Feeding Your Baby Solids
Apples and banana and pears -- oh my! Experimenting with new flavors can produce both delight and frustration. He may love what you give him -- or he might put on a big ol’ frown. But if you arm yourself with those cute little spoons, a wad of paper towels, and a bit of humor, you’ll enjoy introducing him to the great wide world of food.
When to begin
Before you introduce solids, make sure your baby has good head and neck control (which you can boost with some daily tummy time), can sit up well in a highchair, and has no difficulty swallowing. Another rule of thumb is to start when your baby has doubled his birth weight and is at least 13 pounds. The American Academy of Pediatrics recommends exclusive breastfeeding for the first 6 months of your baby’s life, so speak with your pediatrician about starting solids before this point.

**Recorded information:**
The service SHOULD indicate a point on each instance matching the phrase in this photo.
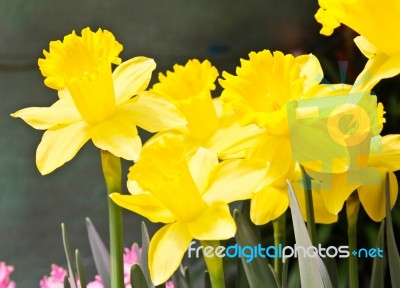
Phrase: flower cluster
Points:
(273, 119)
(57, 274)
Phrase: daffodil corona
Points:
(209, 125)
(190, 194)
(94, 102)
(369, 18)
(258, 94)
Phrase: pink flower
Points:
(56, 279)
(97, 283)
(57, 274)
(5, 272)
(131, 256)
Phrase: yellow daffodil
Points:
(189, 88)
(369, 18)
(94, 102)
(370, 183)
(258, 94)
(189, 193)
(349, 162)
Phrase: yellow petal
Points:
(367, 48)
(162, 169)
(201, 163)
(42, 118)
(60, 145)
(132, 77)
(215, 223)
(119, 136)
(335, 190)
(232, 140)
(311, 69)
(386, 153)
(379, 67)
(200, 114)
(277, 151)
(166, 251)
(153, 113)
(234, 180)
(373, 198)
(268, 204)
(146, 205)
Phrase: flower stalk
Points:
(279, 238)
(214, 266)
(309, 206)
(112, 174)
(352, 207)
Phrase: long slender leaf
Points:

**Instructions to follow:** Continue the text on feeding a baby solid food, starting right after its final sentence.

**Answer for this exercise:**
You can feed your baby all kinds of single-ingredient foods, so put on your toque and get ready to serve it up! As long as what you’re offering is steamed and mashed well or puréed, you can prepare simpler versions of what you’re already eating yourself (so easy!). Here’s how to begin:
1. The world is his oyster. Well, don’t serve shellfish just yet (most doctors suggest waiting until your baby is 1 year old to introduce shellfish and other potentially allergenic foods, like peanuts, eggs, and fish)! In the past, pediatricians recommended single-grain, iron-fortified cereal as the first food because it was believed to be easy on your baby’s stomach. But since there’s no evidence that introducing foods in any particular order matters, check with your doctor to see what he prefers. Some pediatricians suggest feeding by color. For example, you could serve all the orange foods first, like peaches, squash and sweet potatoes, and then move on to green ones (peas, beans, etc). Go through the grains, like rice, oatmeal and barley, too. A breastfed baby may like to try meats first, which contain iron and zinc, two nutrients not found in abundance in breast milk.
2. Smaller is better. Offer your baby teaspoon-sized bites, and only a few of them per meal until he gets used to the transition. Don’t force him to eat more than he wants (if he purses his lips together and turns his head away, he’s done).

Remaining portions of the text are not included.